___ EXTRACTED INFORMATION ___

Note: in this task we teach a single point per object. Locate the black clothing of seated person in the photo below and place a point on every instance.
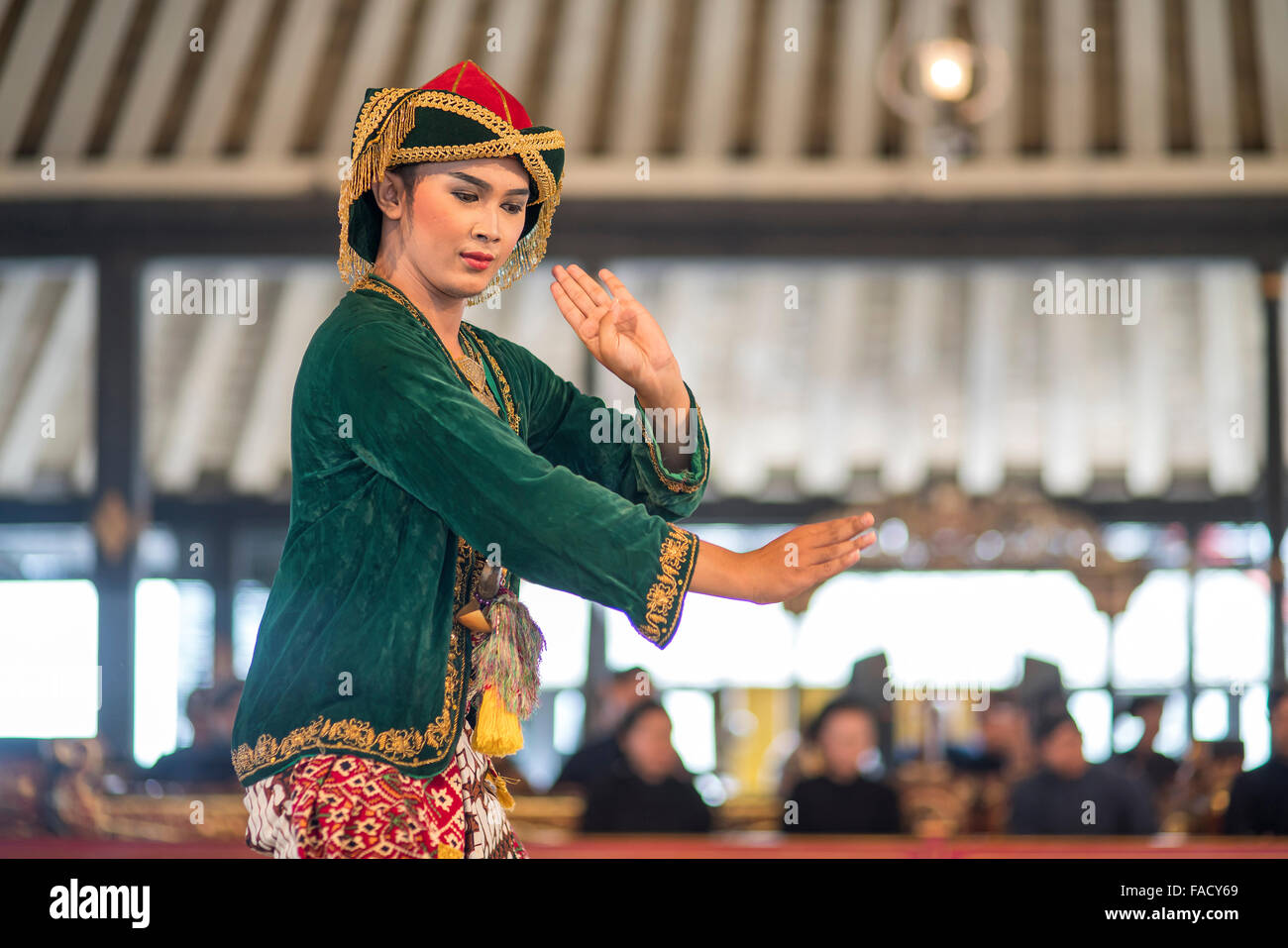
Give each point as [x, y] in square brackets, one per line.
[1068, 796]
[1258, 798]
[841, 800]
[647, 790]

___

### EXERCISE GOAL
Copy the material above word for word, leaving out the picture.

### ANSWER TO THIS EXERCISE
Note: in this task we teach a single point per object. Locate the black clothing of seated person in the photo below and place a point on every instance.
Give each point as [x, y] in square brackets, one per line.
[1068, 796]
[1258, 798]
[841, 800]
[647, 790]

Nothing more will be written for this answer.